| Job |
Reproduce, word for word, every line starting at the line that contains "mark: child's hand" and ending with the final line of the entries.
**** Dataset extract
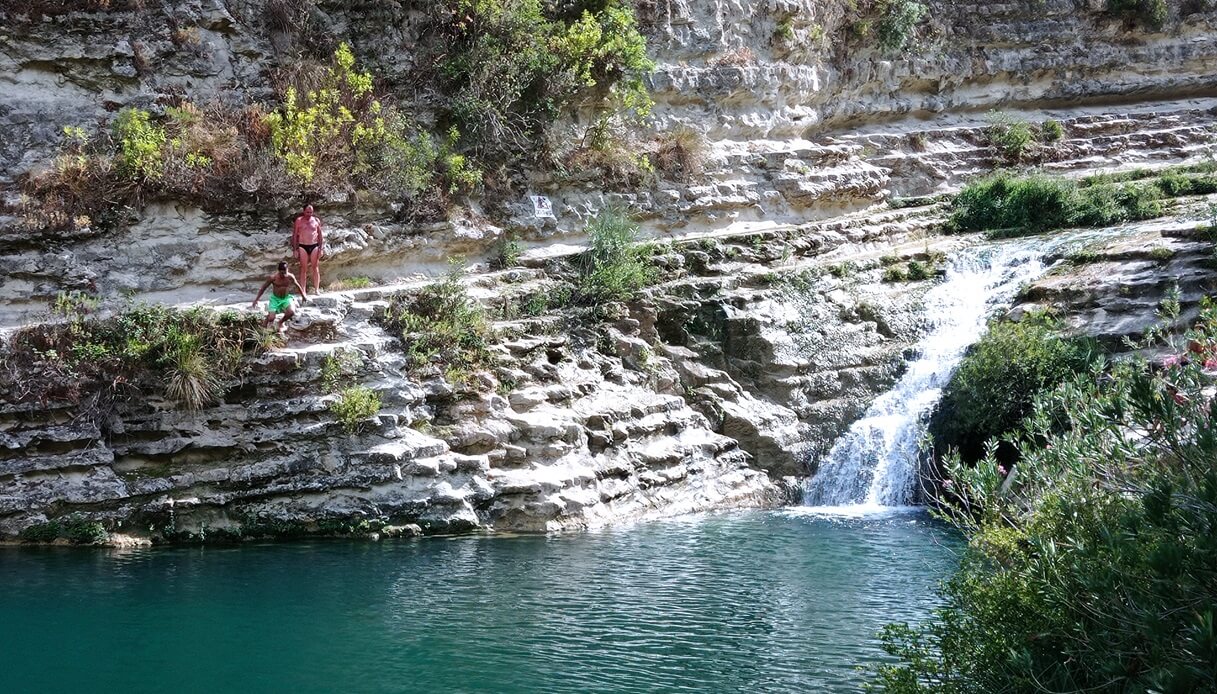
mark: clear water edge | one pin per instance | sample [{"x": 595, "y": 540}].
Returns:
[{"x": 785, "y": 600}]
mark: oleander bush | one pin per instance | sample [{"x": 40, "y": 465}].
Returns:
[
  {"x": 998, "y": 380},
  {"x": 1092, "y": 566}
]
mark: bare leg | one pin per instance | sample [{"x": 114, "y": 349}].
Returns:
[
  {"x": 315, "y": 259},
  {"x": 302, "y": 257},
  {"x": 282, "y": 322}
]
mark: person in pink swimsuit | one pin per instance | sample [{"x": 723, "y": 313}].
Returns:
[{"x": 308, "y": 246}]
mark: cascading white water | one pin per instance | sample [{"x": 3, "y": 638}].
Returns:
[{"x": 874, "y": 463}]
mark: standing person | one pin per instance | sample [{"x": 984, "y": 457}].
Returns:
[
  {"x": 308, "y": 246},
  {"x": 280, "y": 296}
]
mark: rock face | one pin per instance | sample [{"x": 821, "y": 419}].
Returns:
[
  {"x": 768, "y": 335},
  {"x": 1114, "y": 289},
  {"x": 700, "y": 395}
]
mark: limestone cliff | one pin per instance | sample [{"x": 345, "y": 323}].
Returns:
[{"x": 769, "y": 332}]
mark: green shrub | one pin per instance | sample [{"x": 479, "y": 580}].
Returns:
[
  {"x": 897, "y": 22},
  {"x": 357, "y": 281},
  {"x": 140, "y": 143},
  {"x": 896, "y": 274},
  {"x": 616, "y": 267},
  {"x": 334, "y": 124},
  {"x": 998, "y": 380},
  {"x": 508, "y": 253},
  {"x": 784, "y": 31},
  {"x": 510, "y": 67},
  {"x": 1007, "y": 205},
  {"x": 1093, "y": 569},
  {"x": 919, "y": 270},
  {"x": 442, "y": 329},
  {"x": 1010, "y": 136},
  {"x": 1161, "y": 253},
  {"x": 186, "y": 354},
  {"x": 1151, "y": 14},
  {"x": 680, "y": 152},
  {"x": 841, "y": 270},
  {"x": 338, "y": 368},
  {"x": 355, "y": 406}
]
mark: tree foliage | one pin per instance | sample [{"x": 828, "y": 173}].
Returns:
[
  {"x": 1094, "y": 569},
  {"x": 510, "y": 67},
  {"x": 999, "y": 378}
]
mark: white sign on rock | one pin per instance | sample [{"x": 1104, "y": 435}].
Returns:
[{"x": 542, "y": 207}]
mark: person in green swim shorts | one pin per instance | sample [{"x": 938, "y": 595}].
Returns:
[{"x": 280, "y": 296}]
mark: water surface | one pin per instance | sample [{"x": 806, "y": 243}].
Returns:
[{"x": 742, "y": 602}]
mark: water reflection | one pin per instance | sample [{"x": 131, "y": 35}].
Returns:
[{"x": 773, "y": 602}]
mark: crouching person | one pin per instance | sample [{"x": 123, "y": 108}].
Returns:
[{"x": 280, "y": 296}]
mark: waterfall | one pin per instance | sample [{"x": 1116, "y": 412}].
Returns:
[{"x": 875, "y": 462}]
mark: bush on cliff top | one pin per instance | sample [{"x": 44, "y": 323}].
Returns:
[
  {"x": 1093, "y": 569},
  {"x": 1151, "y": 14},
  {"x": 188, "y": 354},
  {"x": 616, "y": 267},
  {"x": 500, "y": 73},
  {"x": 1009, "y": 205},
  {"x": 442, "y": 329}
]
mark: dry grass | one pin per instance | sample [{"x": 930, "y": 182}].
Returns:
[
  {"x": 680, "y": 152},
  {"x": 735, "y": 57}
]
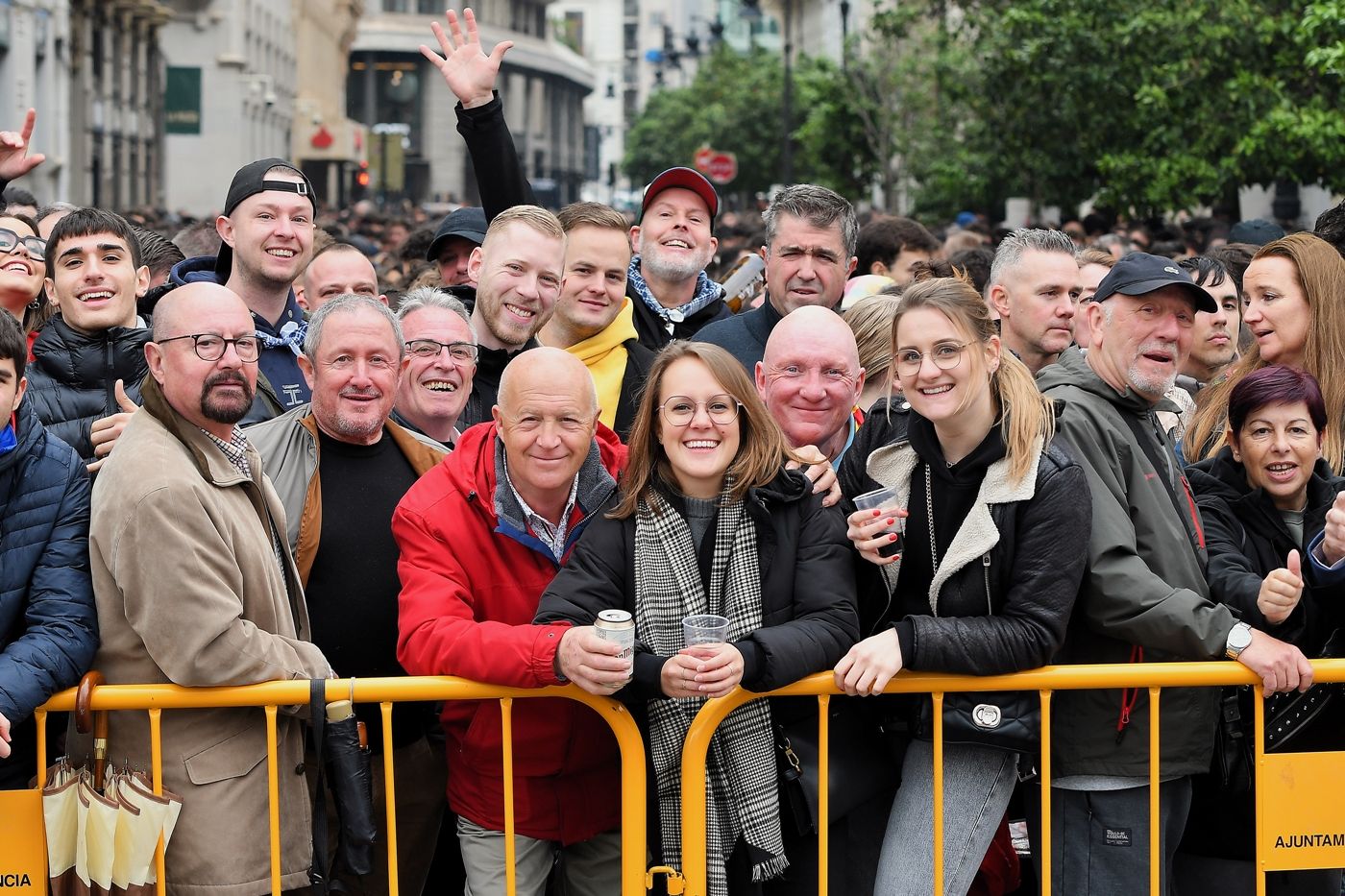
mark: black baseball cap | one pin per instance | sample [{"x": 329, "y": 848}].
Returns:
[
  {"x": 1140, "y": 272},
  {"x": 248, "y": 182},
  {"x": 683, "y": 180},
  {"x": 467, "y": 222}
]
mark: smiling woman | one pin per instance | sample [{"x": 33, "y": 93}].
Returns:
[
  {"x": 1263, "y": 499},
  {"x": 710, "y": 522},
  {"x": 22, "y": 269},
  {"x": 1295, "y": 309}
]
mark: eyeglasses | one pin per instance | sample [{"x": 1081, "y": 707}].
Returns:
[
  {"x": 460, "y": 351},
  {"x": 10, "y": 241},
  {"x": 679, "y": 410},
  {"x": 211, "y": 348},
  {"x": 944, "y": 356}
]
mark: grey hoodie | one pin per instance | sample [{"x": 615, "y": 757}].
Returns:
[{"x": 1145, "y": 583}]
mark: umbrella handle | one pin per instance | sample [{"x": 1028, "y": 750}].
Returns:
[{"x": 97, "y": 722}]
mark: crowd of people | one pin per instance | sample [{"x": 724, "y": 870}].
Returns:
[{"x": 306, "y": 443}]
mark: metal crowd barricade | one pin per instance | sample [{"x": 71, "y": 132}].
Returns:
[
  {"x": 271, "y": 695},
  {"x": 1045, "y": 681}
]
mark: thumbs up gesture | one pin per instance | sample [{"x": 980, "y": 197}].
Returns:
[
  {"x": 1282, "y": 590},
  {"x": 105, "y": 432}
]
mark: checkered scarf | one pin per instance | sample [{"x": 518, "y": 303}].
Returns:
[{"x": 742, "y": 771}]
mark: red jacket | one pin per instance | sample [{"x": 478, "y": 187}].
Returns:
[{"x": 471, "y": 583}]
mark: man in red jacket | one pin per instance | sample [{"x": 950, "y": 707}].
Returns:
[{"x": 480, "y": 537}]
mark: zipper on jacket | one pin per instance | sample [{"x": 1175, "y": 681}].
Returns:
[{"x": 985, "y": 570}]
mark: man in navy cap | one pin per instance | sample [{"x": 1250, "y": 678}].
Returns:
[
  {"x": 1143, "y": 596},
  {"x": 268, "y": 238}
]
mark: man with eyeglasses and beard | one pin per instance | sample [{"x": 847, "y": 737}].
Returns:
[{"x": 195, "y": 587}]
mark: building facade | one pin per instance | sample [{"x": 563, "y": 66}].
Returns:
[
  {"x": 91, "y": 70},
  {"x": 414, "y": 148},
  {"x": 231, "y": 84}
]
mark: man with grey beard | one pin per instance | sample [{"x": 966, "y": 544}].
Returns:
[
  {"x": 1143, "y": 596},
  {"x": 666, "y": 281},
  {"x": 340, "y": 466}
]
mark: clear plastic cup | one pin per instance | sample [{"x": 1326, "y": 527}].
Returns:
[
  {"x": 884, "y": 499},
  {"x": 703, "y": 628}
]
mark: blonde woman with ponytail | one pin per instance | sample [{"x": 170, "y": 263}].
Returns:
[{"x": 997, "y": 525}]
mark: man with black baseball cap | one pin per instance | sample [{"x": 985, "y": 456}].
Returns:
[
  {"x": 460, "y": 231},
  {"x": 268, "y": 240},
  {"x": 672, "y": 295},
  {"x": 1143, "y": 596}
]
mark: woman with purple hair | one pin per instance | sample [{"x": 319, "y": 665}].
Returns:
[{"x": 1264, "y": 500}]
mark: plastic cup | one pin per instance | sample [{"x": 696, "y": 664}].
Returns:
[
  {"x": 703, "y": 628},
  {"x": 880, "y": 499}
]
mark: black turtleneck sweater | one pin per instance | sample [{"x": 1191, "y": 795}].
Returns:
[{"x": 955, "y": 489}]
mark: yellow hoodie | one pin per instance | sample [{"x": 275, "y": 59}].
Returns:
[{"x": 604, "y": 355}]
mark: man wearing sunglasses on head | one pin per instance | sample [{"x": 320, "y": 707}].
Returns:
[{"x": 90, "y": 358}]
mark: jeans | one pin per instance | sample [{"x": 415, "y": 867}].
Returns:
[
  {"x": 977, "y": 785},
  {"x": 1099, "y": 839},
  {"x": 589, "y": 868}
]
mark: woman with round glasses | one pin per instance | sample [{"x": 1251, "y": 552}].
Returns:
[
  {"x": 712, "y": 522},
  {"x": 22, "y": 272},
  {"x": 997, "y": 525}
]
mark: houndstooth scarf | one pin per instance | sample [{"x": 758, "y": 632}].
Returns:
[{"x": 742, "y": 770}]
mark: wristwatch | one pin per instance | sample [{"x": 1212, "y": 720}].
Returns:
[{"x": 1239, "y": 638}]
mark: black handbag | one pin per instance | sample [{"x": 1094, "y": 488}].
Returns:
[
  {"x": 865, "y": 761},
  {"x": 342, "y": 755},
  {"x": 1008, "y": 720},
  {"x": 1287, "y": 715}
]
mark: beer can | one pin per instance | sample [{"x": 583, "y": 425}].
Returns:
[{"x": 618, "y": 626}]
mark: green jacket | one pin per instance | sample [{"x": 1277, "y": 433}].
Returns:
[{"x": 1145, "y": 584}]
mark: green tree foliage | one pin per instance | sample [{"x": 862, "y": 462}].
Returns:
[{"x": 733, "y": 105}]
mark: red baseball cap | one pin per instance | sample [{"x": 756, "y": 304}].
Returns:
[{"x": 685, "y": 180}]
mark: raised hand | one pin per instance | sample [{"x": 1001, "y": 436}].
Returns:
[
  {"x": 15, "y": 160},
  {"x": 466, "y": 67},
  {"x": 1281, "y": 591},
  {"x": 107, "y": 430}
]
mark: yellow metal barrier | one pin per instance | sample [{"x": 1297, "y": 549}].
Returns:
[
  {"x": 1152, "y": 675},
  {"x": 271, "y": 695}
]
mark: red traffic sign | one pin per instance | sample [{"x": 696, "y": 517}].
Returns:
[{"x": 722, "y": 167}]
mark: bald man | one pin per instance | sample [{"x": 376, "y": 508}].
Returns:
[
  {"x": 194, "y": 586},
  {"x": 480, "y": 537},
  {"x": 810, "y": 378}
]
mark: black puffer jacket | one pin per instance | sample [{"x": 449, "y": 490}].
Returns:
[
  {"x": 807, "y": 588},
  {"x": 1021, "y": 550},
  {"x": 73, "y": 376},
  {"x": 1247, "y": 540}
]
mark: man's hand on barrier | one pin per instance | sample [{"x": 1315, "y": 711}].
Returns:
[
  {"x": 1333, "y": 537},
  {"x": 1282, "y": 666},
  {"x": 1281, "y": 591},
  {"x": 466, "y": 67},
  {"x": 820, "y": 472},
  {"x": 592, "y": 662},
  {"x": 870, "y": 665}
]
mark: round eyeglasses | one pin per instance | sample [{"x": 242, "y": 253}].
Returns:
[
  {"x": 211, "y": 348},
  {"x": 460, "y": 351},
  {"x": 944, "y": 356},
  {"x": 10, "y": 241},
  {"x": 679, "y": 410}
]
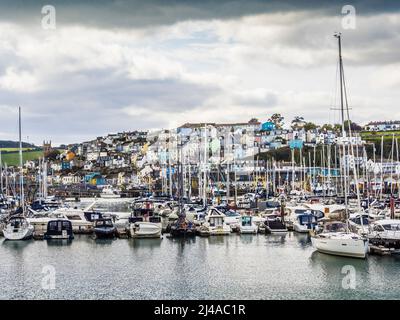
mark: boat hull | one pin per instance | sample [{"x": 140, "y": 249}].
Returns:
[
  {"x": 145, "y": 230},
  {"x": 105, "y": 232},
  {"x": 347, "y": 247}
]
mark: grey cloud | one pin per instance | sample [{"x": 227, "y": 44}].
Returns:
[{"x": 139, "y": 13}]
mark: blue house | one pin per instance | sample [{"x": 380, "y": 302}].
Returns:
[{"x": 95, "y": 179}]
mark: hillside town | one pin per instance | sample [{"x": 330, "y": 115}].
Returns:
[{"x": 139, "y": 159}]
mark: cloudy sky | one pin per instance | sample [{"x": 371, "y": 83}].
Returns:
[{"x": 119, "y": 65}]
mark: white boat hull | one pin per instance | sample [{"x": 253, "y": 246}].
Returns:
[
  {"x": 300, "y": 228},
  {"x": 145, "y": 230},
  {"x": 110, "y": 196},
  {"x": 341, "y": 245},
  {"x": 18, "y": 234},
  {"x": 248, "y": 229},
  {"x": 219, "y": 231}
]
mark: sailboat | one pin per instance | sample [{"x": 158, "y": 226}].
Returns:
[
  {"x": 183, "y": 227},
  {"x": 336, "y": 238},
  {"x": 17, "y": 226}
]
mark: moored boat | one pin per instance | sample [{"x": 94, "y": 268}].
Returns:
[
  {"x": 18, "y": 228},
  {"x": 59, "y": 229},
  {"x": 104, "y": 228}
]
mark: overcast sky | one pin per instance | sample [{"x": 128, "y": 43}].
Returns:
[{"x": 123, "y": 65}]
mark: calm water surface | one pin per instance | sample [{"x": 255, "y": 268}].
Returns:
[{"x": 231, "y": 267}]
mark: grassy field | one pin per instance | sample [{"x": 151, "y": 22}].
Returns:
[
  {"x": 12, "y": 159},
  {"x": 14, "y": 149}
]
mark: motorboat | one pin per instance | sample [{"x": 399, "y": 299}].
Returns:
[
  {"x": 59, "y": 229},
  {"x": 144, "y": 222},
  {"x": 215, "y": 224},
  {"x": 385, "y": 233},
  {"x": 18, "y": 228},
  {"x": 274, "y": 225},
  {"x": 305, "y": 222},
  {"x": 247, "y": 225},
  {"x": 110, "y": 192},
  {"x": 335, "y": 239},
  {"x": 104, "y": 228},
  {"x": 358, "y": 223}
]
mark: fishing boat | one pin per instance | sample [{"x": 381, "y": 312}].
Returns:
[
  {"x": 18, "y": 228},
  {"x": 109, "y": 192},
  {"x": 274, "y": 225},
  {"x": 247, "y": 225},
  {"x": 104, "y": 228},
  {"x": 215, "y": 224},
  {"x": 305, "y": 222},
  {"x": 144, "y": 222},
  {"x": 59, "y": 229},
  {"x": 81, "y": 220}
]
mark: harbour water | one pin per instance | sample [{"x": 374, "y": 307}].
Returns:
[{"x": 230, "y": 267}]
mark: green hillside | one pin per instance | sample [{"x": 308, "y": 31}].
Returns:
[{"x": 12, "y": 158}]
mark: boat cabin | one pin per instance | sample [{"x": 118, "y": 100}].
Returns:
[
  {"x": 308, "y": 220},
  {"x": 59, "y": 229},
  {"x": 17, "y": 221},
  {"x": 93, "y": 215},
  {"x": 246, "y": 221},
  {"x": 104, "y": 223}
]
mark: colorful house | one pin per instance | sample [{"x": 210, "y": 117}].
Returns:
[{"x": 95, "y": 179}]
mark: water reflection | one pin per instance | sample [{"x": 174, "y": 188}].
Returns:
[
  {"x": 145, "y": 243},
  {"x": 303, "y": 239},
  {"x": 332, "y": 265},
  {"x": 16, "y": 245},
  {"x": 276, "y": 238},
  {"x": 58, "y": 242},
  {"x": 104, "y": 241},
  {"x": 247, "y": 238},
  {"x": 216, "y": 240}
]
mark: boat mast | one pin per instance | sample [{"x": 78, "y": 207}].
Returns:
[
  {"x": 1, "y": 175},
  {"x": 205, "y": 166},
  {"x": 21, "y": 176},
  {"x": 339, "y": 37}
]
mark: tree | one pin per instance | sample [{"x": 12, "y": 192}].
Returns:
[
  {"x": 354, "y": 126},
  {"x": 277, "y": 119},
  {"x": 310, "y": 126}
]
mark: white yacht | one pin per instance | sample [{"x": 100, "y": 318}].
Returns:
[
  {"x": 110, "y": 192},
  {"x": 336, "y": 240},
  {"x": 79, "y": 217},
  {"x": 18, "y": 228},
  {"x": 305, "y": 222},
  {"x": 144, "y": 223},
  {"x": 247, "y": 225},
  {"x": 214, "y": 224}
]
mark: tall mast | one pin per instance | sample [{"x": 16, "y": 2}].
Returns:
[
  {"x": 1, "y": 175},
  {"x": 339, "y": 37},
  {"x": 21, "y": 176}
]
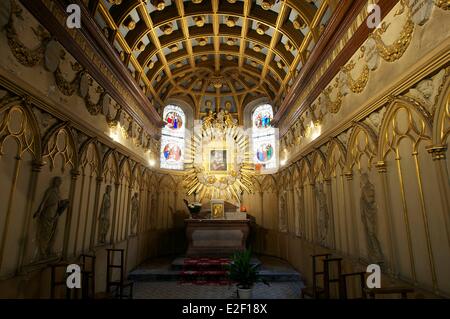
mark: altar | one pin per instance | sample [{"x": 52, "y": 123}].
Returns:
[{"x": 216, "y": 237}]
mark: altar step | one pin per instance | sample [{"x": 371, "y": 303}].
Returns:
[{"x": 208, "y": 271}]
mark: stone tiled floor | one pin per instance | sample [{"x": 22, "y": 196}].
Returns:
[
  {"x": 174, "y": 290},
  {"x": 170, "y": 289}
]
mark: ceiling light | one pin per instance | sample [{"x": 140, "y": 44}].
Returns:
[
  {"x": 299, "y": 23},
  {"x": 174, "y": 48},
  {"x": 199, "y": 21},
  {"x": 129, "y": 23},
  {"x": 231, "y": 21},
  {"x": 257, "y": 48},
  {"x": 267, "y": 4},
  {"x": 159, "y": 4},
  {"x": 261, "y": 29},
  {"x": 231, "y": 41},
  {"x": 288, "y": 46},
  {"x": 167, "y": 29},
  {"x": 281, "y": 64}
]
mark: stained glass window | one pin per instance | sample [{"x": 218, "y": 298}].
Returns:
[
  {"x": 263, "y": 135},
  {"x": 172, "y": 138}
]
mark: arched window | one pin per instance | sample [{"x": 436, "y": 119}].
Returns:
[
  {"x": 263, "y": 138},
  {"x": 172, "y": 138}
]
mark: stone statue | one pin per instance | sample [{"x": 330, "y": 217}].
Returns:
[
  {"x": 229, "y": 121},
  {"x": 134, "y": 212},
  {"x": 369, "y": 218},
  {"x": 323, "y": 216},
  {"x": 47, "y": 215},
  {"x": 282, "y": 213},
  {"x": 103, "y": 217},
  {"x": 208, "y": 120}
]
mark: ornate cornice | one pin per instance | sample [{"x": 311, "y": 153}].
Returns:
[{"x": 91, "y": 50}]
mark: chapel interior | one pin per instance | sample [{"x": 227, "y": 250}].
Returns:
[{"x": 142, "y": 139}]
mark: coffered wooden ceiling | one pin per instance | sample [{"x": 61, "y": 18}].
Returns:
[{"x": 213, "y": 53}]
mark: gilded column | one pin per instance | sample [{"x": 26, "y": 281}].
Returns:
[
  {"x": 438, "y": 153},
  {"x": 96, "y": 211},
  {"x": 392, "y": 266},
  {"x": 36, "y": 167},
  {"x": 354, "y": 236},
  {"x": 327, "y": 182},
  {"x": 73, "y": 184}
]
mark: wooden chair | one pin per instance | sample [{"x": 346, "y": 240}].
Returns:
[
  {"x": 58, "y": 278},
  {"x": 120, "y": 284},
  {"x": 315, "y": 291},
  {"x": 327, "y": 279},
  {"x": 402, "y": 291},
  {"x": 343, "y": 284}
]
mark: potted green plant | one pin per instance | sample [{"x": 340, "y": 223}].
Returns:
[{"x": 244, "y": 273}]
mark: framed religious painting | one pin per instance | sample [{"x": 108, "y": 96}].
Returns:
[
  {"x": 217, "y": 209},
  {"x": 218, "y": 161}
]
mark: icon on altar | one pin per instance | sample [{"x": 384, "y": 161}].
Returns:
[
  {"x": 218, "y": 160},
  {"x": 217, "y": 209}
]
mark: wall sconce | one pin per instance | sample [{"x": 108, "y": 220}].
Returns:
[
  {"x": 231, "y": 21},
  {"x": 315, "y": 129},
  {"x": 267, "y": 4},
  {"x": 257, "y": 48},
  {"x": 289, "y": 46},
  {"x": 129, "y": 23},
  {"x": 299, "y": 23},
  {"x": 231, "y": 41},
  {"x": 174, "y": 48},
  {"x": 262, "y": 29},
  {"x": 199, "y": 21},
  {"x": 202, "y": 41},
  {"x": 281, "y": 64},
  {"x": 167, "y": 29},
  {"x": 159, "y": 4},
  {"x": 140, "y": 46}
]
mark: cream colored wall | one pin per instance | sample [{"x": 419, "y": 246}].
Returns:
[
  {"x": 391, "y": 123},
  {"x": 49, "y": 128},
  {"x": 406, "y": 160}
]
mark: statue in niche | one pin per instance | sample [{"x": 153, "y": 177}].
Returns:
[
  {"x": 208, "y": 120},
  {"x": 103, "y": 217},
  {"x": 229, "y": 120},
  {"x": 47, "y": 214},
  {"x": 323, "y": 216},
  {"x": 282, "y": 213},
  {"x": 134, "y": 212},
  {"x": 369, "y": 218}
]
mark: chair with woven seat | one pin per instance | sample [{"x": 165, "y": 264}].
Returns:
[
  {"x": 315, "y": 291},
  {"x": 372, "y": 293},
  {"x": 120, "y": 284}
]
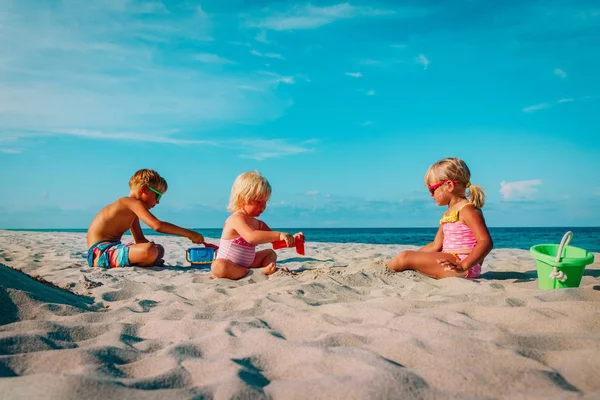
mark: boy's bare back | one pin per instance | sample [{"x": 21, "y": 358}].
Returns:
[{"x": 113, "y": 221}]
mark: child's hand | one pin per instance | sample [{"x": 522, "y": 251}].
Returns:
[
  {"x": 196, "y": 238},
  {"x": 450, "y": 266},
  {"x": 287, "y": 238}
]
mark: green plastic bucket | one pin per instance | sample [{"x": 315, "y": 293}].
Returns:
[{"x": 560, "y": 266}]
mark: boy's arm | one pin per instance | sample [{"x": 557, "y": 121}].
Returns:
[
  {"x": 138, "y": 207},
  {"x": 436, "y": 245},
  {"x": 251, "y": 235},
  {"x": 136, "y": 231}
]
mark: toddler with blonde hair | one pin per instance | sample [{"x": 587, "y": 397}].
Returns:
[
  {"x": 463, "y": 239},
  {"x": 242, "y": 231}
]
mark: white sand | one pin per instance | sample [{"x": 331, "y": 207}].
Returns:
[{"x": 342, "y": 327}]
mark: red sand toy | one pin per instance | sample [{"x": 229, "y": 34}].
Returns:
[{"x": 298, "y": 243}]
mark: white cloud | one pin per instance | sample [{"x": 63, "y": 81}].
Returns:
********
| The result |
mark: child's hand | one pin per instance | sample [{"x": 522, "y": 251}].
Returns:
[
  {"x": 196, "y": 238},
  {"x": 450, "y": 266},
  {"x": 287, "y": 238}
]
mark: green plastic bucket | one pin per instance | sample [{"x": 315, "y": 293}].
Returns:
[{"x": 560, "y": 266}]
mark: boy's arm | one pin per instance | sample [{"x": 557, "y": 121}].
Returns:
[
  {"x": 138, "y": 207},
  {"x": 436, "y": 245},
  {"x": 251, "y": 235},
  {"x": 136, "y": 231}
]
mark: toddler with blonde hair | one pin per instance | sample [{"x": 587, "y": 397}].
Returns:
[
  {"x": 463, "y": 239},
  {"x": 242, "y": 231}
]
mark: white sand | one pin per instance | sample [{"x": 331, "y": 207}].
Returns:
[{"x": 342, "y": 327}]
mark: red sand toy | one pin per instance | sample [{"x": 229, "y": 34}].
Returns:
[{"x": 298, "y": 243}]
mark: white cloud | one pin per instance | sample [{"x": 63, "y": 81}].
Returns:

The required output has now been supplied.